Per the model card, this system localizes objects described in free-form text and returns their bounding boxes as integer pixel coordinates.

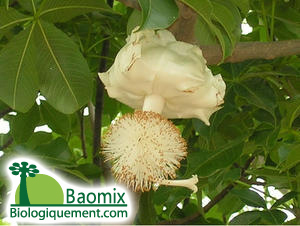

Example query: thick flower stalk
[99,27,225,125]
[103,111,198,192]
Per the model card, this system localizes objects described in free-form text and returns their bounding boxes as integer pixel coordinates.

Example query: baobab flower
[99,27,226,125]
[103,111,198,192]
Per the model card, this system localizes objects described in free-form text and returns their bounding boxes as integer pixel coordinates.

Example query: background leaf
[231,189,267,208]
[37,0,113,23]
[139,0,178,29]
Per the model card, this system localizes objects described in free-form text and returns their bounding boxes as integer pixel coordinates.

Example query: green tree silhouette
[9,162,39,206]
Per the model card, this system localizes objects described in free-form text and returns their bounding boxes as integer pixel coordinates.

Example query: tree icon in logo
[9,162,39,206]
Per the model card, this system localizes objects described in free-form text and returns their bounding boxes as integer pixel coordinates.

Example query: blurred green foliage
[0,0,300,224]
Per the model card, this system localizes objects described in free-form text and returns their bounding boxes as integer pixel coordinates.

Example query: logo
[6,158,133,224]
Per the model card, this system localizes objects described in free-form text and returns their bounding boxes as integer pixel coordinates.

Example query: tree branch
[159,156,255,224]
[200,40,300,65]
[118,0,300,65]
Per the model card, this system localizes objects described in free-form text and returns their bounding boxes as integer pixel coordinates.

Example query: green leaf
[138,190,156,224]
[10,104,40,143]
[18,0,43,12]
[231,189,267,208]
[0,24,38,112]
[37,0,115,23]
[212,0,242,47]
[186,139,243,176]
[40,101,71,135]
[0,7,32,33]
[26,131,52,149]
[34,21,93,114]
[154,186,191,218]
[233,78,277,115]
[139,0,178,29]
[282,144,300,171]
[279,96,300,128]
[181,0,231,59]
[33,137,72,162]
[229,210,287,225]
[271,191,299,208]
[231,0,250,15]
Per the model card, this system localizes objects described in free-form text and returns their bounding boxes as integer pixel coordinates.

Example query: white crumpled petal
[99,27,226,125]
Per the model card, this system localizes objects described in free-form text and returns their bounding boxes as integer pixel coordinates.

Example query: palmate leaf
[37,0,115,23]
[0,24,39,112]
[181,0,241,59]
[40,101,71,135]
[0,7,32,33]
[34,21,92,114]
[10,104,40,143]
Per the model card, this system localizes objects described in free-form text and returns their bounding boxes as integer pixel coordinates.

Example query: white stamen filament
[143,94,165,114]
[153,175,198,193]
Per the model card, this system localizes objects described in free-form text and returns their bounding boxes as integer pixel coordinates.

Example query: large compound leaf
[139,0,178,29]
[0,7,32,33]
[18,0,43,12]
[0,24,38,112]
[234,78,276,115]
[212,0,242,46]
[231,189,266,208]
[229,210,287,225]
[35,21,92,114]
[40,101,71,135]
[10,104,40,143]
[38,0,113,22]
[181,0,240,59]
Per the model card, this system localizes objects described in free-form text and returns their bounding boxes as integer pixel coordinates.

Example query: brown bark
[200,40,300,64]
[118,0,300,65]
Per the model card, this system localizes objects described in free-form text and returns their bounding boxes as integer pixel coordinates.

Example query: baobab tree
[9,162,39,206]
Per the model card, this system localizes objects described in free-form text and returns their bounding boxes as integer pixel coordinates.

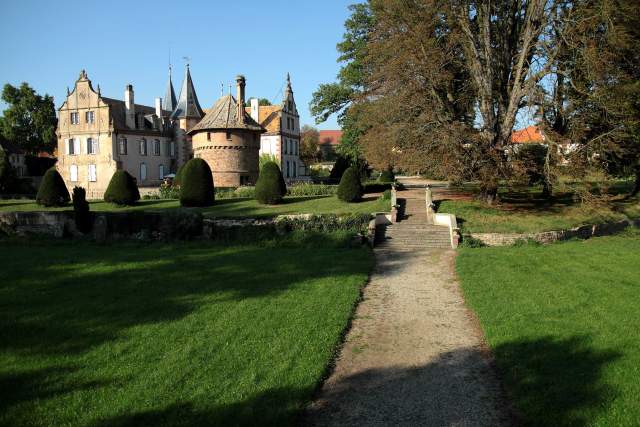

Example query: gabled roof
[171,64,204,119]
[244,105,282,133]
[511,126,545,144]
[162,67,177,112]
[189,94,264,134]
[318,130,342,146]
[100,96,156,131]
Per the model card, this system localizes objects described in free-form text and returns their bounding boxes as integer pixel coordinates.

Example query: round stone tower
[189,76,264,187]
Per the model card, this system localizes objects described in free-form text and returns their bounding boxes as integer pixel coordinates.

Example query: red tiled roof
[318,130,342,145]
[511,126,544,144]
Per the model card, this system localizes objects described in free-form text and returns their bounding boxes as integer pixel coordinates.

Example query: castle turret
[162,65,177,114]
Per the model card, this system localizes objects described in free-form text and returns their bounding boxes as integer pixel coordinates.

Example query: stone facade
[246,75,309,181]
[56,71,176,199]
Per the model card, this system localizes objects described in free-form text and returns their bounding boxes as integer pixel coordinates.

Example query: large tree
[0,83,58,154]
[310,3,373,164]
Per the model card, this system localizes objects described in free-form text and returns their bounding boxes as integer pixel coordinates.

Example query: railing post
[425,184,435,224]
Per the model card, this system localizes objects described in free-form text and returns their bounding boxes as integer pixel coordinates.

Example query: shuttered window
[87,165,98,182]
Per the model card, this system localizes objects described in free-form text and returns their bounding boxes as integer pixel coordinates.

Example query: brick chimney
[236,75,246,121]
[124,85,136,129]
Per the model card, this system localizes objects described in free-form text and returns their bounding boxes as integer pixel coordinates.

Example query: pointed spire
[171,64,204,119]
[162,65,177,112]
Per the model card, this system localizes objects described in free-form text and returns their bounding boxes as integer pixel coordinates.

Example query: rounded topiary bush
[255,162,287,205]
[36,167,71,206]
[180,158,215,207]
[378,169,396,182]
[338,166,362,203]
[104,170,140,205]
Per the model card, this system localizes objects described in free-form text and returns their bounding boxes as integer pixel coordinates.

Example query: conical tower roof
[189,94,264,133]
[162,66,177,112]
[171,64,204,119]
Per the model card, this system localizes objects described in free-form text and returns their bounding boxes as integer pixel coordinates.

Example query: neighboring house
[0,137,27,178]
[318,130,342,161]
[510,125,578,164]
[246,74,309,181]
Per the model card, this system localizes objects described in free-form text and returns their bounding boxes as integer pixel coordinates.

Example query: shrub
[36,168,71,206]
[378,169,396,182]
[329,156,350,181]
[159,182,180,199]
[338,167,362,203]
[73,187,91,233]
[180,158,215,207]
[255,162,287,205]
[104,170,140,206]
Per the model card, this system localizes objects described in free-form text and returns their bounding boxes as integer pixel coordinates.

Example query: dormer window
[140,138,147,156]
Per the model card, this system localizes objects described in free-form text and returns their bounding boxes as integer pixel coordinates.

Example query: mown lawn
[457,231,640,426]
[0,239,372,426]
[438,192,640,233]
[0,195,391,217]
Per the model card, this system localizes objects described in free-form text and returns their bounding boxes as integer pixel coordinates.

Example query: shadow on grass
[0,236,368,355]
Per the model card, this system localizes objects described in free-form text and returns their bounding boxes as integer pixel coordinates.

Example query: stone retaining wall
[0,209,376,241]
[463,219,640,246]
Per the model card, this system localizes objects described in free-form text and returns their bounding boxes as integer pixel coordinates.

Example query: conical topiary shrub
[378,168,396,182]
[36,167,71,206]
[255,162,287,205]
[180,158,215,207]
[104,170,140,206]
[338,166,362,203]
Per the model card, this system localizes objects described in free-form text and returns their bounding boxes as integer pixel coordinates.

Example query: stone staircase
[374,222,451,251]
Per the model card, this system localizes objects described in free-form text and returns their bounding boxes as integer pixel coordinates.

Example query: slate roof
[318,130,342,147]
[162,67,177,113]
[171,65,204,119]
[100,96,156,130]
[189,94,264,134]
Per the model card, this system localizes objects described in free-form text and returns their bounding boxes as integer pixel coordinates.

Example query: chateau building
[56,69,304,199]
[246,74,307,181]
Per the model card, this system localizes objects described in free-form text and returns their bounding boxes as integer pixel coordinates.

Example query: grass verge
[457,231,640,426]
[0,234,372,426]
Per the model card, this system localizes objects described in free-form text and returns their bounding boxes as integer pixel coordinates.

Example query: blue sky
[0,0,356,129]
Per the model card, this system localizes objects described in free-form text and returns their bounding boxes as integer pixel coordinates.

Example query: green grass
[457,231,640,426]
[438,192,640,233]
[0,196,391,217]
[0,239,372,426]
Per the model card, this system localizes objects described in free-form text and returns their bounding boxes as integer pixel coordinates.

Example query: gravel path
[301,247,509,426]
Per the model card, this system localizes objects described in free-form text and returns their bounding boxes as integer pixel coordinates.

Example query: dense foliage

Goal:
Rewrite all of the data above as a numbered list, one line per number, with the blank lines and the pictures left out.

Task solution:
1. Per the model card, this system localizes objects described in free-form text and returns their bounding boxes as integer pixel coordinates.
2. Example query: thick flower stalk
3. [99,27,225,125]
4. [103,111,198,192]
5. Per the model card, this system localizes objects described in free-form text and returns their bounding boxes as integer pixel coordinates.
6. Example query: baobab flower
7. [99,27,226,125]
8. [103,111,198,192]
9. Per the model card, this system localizes objects described in free-form text and returns their bounding boxes as integer pixel coordinates.
10. Example query: background leaf
11. [231,189,267,208]
12. [37,0,113,23]
13. [139,0,178,29]
14. Per the model card, this system localizes objects described in free-form text and returns their bounding boxes as integer pixel coordinates.
15. Example query: green tree silhouette
16. [9,162,39,206]
17. Per the model card, this system localizes objects described in free-form text and returns their bounding boxes as integer pixel coordinates.
18. Example query: tree icon in logo
19. [9,162,39,206]
20. Per the model card, this system localizes objects described in free-form text and returns their bounding boxes as integer pixel coordinates.
21. Example query: blurred green foliage
22. [0,0,300,224]
23. Per the model card, this system localizes objects described in free-form text and returns their bounding boxes as integer pixel coordinates.
24. Example query: logo
25. [6,158,133,224]
26. Per the model card, this system localizes objects described in free-form text and returns their bounding boxes as integer pixel coordinates.
27. Example query: tree branch
28. [159,156,255,224]
29. [200,40,300,65]
30. [118,0,300,65]
31. Per the model card, this system localizes objects described in free-form text and returns their bounding boxes as integer pixel coordinates.
32. Example query: green leaf
33. [138,190,156,224]
34. [10,104,40,143]
35. [18,0,43,12]
36. [231,189,267,208]
37. [0,24,38,112]
38. [37,0,115,23]
39. [212,0,242,47]
40. [186,139,243,176]
41. [40,101,71,135]
42. [0,7,32,33]
43. [26,131,52,149]
44. [34,21,93,114]
45. [154,186,191,218]
46. [233,78,277,115]
47. [139,0,178,29]
48. [282,144,300,171]
49. [279,96,300,128]
50. [181,0,231,59]
51. [33,137,72,162]
52. [229,210,287,225]
53. [271,191,299,208]
54. [231,0,250,15]
55. Per the model card, this system localizes objects described in free-form text and returns their bounding boxes as integer pixel coordinates.
56. Example query: white crumpled petal
57. [99,27,226,125]
58. Per the model card, this system localizes objects described in free-form text and returns their bounding boxes as integer pixel coordinates.
59. Example query: palmate leaf
60. [37,0,115,23]
61. [0,24,39,112]
62. [181,0,241,59]
63. [40,101,71,135]
64. [0,7,32,33]
65. [34,21,92,114]
66. [10,104,40,143]
67. Per the model card, this system localizes objects described in free-form text and returns their bounding boxes as integer pixel coordinates.
68. Example query: white stamen filament
69. [143,94,165,114]
70. [153,175,198,193]
71. Per the model card, this system localizes objects described in free-form text and returns their bounding boxes as integer pixel coordinates.
72. Example query: large compound leaf
73. [139,0,178,29]
74. [0,7,32,33]
75. [18,0,43,12]
76. [0,24,38,112]
77. [234,78,276,115]
78. [212,0,242,46]
79. [231,189,266,208]
80. [229,210,287,225]
81. [35,21,92,114]
82. [40,101,71,135]
83. [10,104,40,143]
84. [38,0,113,22]
85. [181,0,240,59]
86. Per the model card, this system localizes objects described in free-form text and returns their bounding boxes as integer pixel coordinates.
87. Example query: brown bark
88. [200,40,300,64]
89. [118,0,300,65]
90. Per the model card, this system localizes objects described in free-form text and returns their bounding boxes as integer pixel coordinates.
91. Example query: baobab tree
92. [9,162,39,206]
93. Per the model card, this system localizes objects described in free-form text and returns their bounding boxes as integer pixel coordinates.
94. Example query: gabled roof
95. [171,64,204,119]
96. [244,105,282,133]
97. [511,126,545,144]
98. [162,67,177,112]
99. [189,94,264,134]
100. [318,130,342,146]
101. [100,96,156,131]
102. Per the model card, this system localizes objects described in free-form text and returns their bounding boxes as integer pixel coordinates.
103. Example query: round stone tower
104. [189,76,264,187]
105. Per the model card, this system localizes objects described in free-form text and returns their bounding boxes as integer pixel coordinates.
106. Example query: red tiled roof
107. [318,130,342,145]
108. [511,126,544,144]
109. Per the model card, this system localizes objects described in free-form text and returns their bounding boxes as integer pixel coordinates.
110. Example query: castle turret
111. [162,65,177,114]
112. Per the model card, this system localizes objects described in free-form text and returns their bounding boxes as integer pixel coordinates.
113. Example query: stone facade
114. [246,75,309,181]
115. [56,71,176,199]
116. Per the model card, this system localizes objects described in free-form text and returns their bounding boxes as integer pixel coordinates.
117. Example query: large tree
118. [0,83,58,154]
119. [310,3,373,164]
120. Per the model card, this system localizes objects described in free-form text and returns their bounding boxes as integer pixel coordinates.
121. Example query: railing post
122. [425,184,435,224]
123. Per the model card, this system localizes objects described in free-form text and returns their bounding boxes as integer pixel coordinates.
124. Example query: shuttered window
125. [87,165,98,182]
126. Per the model card, this system localizes objects described in free-form text and returns their bounding boxes as integer pixel coordinates.
127. Example query: brick chimney
128. [236,75,246,121]
129. [124,85,136,129]
130. Per the model card, this system localizes objects described in free-form text and returns their bounding boxes as integer pixel coordinates.
131. Example query: pointed spire
132. [171,64,204,119]
133. [162,65,177,112]
134. Per the model card, this system localizes objects described in free-form text and returns their bounding boxes as integer pixel coordinates.
135. Example query: rounded topiary bush
136. [255,162,287,205]
137. [36,167,71,206]
138. [180,158,215,207]
139. [378,169,396,182]
140. [338,166,362,203]
141. [104,170,140,205]
142. Per the model card, this system localizes objects described in free-form text and returns their bounding boxes as integer pixel coordinates.
143. Example query: conical tower roof
144. [189,94,264,133]
145. [162,66,177,112]
146. [171,64,204,119]
147. Per the model card, this system localizes objects described in free-form text and returns their bounding boxes as integer pixel coordinates.
148. Example query: neighboring house
149. [0,137,27,178]
150. [318,130,342,161]
151. [510,125,578,164]
152. [246,74,309,181]
153. Per the model card, this system localizes objects described in free-form text and returns their bounding boxes as integer pixel coordinates.
154. Example query: shrub
155. [36,168,71,206]
156. [378,169,396,182]
157. [329,156,350,181]
158. [159,182,180,199]
159. [338,167,362,203]
160. [73,187,91,233]
161. [180,158,215,207]
162. [255,162,287,205]
163. [104,170,140,206]
164. Per the model card, this system localizes objects described in free-form text and returns their bounding boxes as integer pixel coordinates.
165. Example query: dormer window
166. [140,138,147,156]
167. Per the model card, this system localizes objects described in free-form text and returns their bounding boxes as integer pixel coordinates.
168. Example query: mown lawn
169. [457,231,640,426]
170. [0,239,372,426]
171. [438,192,640,233]
172. [0,195,391,217]
173. Per the model card, this system localizes objects described in free-form text and returns their bounding boxes as integer pixel coordinates.
174. Example query: shadow on grass
175. [0,236,368,355]
176. Per the model card, this system localizes objects described in free-form text and returns their bounding boxes as integer pixel coordinates.
177. Example query: stone retaining wall
178. [0,209,376,241]
179. [463,219,640,246]
180. Per the model card, this system localizes objects described in free-form text and returns their bounding boxes as integer pixel coordinates.
181. Example query: conical topiary shrub
182. [378,168,396,182]
183. [36,167,71,206]
184. [255,162,287,205]
185. [180,158,215,207]
186. [104,170,140,206]
187. [338,166,362,203]
188. Per the model card, this system localizes objects described in free-form text and returns their bounding boxes as integer pixel coordinates.
189. Example query: stone staircase
190. [374,222,451,251]
191. Per the model card, this system localizes objects described in free-form text and returns their bounding boxes as integer pixel coordinates.
192. Example query: slate roof
193. [318,130,342,147]
194. [162,67,177,113]
195. [171,65,204,119]
196. [100,96,156,130]
197. [189,94,264,134]
198. Per the model card, this system localizes objects described in free-form text and returns their bounding boxes as integer pixel coordinates.
199. Example query: chateau building
200. [56,69,304,199]
201. [246,74,307,181]
202. Per the model card, this system localizes objects described in free-form text and returns their bounding boxes as integer pixel coordinates.
203. Example query: grass verge
204. [457,231,640,426]
205. [0,234,372,426]
206. Per the model card, this system localizes objects described in free-form text and returns their bounding boxes as integer pixel coordinates.
207. Example query: blue sky
208. [0,0,356,129]
209. Per the model card, this system localizes objects described in free-form text and returns their bounding boxes as integer pixel coordinates.
210. Example query: green grass
211. [457,231,640,426]
212. [438,192,640,233]
213. [0,196,391,217]
214. [0,239,372,426]
215. Per the model card, this system localizes objects described in free-form text and returns their bounding boxes as integer pixel coordinates.
216. Example query: gravel path
217. [301,247,509,426]
218. Per the model card, this system localizes objects described in free-form text and returns their bounding boxes as integer pixel coordinates.
219. Example query: dense foliage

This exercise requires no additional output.